**STATED PROBLEM:** Copy all of the material below word for word, keeping every line as it is.

▼▼▼

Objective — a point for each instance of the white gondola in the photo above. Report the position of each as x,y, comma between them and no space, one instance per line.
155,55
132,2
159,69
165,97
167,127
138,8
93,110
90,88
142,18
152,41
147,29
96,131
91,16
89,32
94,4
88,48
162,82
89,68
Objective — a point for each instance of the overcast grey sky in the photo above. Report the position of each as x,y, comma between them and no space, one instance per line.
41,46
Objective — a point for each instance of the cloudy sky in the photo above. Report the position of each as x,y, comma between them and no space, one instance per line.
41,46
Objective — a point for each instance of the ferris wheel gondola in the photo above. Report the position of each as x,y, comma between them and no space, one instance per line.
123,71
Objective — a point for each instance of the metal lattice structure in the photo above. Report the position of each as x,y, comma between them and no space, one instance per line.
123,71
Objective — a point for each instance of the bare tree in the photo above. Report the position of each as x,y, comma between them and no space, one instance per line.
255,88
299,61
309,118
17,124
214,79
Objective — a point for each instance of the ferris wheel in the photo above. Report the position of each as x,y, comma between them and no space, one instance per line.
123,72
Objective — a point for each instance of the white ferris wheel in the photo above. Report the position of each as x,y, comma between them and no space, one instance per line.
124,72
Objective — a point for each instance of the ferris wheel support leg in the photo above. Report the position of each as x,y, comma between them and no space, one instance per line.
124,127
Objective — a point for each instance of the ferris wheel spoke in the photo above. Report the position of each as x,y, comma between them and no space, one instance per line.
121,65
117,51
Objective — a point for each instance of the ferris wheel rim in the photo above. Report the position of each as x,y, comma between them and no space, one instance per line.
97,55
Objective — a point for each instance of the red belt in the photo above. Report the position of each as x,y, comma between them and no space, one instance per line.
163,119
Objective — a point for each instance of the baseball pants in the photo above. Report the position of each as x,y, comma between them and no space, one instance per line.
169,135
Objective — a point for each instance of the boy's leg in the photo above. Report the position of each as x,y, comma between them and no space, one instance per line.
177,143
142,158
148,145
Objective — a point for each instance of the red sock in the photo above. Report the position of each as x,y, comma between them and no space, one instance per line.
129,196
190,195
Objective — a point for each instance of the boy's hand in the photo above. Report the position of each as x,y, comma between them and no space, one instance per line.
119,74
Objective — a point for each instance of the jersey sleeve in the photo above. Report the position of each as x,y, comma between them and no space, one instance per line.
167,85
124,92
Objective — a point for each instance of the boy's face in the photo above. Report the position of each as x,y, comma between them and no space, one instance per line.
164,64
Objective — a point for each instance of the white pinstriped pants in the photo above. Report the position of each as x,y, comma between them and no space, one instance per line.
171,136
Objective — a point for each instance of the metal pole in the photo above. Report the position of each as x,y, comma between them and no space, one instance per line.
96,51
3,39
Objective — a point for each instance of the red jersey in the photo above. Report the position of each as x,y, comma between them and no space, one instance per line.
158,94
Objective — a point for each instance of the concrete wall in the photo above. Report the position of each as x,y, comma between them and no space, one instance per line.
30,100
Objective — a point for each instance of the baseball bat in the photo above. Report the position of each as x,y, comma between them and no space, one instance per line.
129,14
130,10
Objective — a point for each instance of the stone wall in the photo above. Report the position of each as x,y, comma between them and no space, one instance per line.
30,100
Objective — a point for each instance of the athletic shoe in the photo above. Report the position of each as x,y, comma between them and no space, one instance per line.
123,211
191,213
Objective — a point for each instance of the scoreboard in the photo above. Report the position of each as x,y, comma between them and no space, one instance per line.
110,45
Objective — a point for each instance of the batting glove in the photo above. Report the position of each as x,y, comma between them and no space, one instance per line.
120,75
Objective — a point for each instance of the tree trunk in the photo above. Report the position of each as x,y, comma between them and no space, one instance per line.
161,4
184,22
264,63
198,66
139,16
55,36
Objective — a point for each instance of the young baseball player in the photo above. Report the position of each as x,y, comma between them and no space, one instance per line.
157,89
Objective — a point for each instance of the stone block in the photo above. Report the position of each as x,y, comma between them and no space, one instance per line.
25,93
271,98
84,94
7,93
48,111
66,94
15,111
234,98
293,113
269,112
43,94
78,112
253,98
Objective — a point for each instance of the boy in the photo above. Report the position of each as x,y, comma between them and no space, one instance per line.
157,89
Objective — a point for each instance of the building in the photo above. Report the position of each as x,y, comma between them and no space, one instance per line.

▲▲▲

**WORKED ANSWER:**
Objective — a point for each instance of the white gondola in the photo above. Report the position of each as x,y, comma between them and no space, one instance per line.
155,55
132,2
159,69
165,97
167,127
138,8
93,110
90,88
142,18
152,41
147,29
96,131
91,16
89,32
94,4
88,48
162,82
89,68
Objective — a point for each instance of the overcast grey sky in the photo above. Report the position of each as x,y, comma between them and no space, one instance per line.
41,46
Objective — a point for each instance of the cloudy sky in the photo above. Report the position of each as x,y, comma between them and no space, one instance per line.
41,46
Objective — a point for each instance of the ferris wheel gondola in the photo above. Report the position of each as x,y, comma between them and no space, one instance per line.
123,71
Objective — a point for each instance of the metal lattice structure in the photo above. Report the position of each as x,y, comma between them and no space, one instance per line.
123,71
Objective — a point for each instance of the bare tree in the photo above. Report the position of each as x,y, comma between them and no space, one instance per line.
255,88
299,61
309,118
17,124
214,79
Objective — a point for each instance of the ferris wheel in the photo above. Report the position of each as x,y, comma between them and no space, one instance per line.
123,72
Objective — a point for each instance of the white ferris wheel in the photo above. Report the position of each as x,y, comma between them and no space, one instance per line.
124,72
Objective — a point for each instance of the ferris wheel support leg in the photo above. Report the position of each as x,y, comma between them and no space, one instance per line.
124,127
Objective — a point for each instance of the ferris wheel spoke in the photo above. Report the position of each as x,y, comma between them and no space, one instance per line.
121,65
117,51
Objective — a point for each instance of the ferris wheel rim in the photo above. Report the position of each as x,y, comma between them and no space, one instance per line.
97,55
Objective — a point for each instance of the red belt in the photo above. Report the position of each as x,y, comma between them and no space, one instance per line.
163,119
Objective — a point for each instance of the baseball pants in the photo above. Report the position of each as x,y, comma between them and no space, one instance per line.
169,135
Objective — a point for each instance of the boy's leg in the photo above. Report the position of each as x,y, comma between them and no space, one instance per line.
177,143
142,158
148,145
Objective — a point for each instance of the red sock in the photo above. Report the position of each as x,y, comma between them and no space, one instance per line.
129,196
190,195
Objective — a point for each instance of the boy's hand in the photo above. Report the position of each as x,y, comma between them and no space, one instance per line.
119,74
Objective — a point for each instance of the jersey sleeve in the photo above. Report the position of each as x,y, comma between them and no space, one instance per line.
167,85
124,92
Objective — a point for each instance of the boy's face in the photo above. Report the position of each as x,y, comma between them and no space, one instance per line.
164,64
Objective — a point for each instance of the white pinstriped pants in the photo above. Report the position of each as x,y, comma between them and no space, one instance per line.
171,136
Objective — a point for each instance of the metal pole in the photo above. Report the position of each as x,y, comma between them and no space, one instance per line.
96,51
3,39
Objective — a point for each instance of the red jersey in the photo above. Report the position of each as x,y, comma between them and no space, one instance per line.
158,94
Objective — a point for each instance of the concrete wall in the photo above. Report the position of each as x,y, comma between them and no space, one instance per line.
30,100
Objective — a point for each instance of the baseball bat in the photo above. Report the position of each as x,y, comma between them and no space, one instance per line.
129,14
130,10
Objective — a point for each instance of the stone wall in the photo above. Report the position of each as x,y, comma between them and no space, one instance per line.
30,100
Objective — a point for each instance of the athletic shoe in the photo above. Report the position of each as x,y, comma between them and no space, one instance per line.
123,211
191,213
Objective — a point for each instance of the scoreboard in the photo above. Report the position of each as x,y, comma between them and no space, one instance per line.
110,45
Objective — a point for each instance of the batting glove in the photo above. Report the position of each as x,y, comma between them and no space, one instance per line.
120,75
Objective — a point for each instance of the tree trunk in the photo above. Report the position of each as x,y, comma between them and no space, one instance per line.
161,4
184,22
264,63
198,66
139,16
55,36
Objective — a point for each instance of the young baseball player in the photo above. Report the position of each as x,y, comma between them and no space, one instance per line.
157,89
Objective — a point for each instance of the stone block in the photo above. Report the position of each as x,y, comma between them and no space, one instance per line.
25,93
271,98
84,94
7,93
48,111
66,94
15,111
234,98
293,113
269,112
43,94
78,112
253,98
Objective — a point for each instance of the boy in the photo above. Report the position of each as x,y, comma between them and no space, one instance per line.
157,89
Objective — a point for each instance of the building in the photo above. Report the position of each as x,y, comma between them and no space, one instance per line.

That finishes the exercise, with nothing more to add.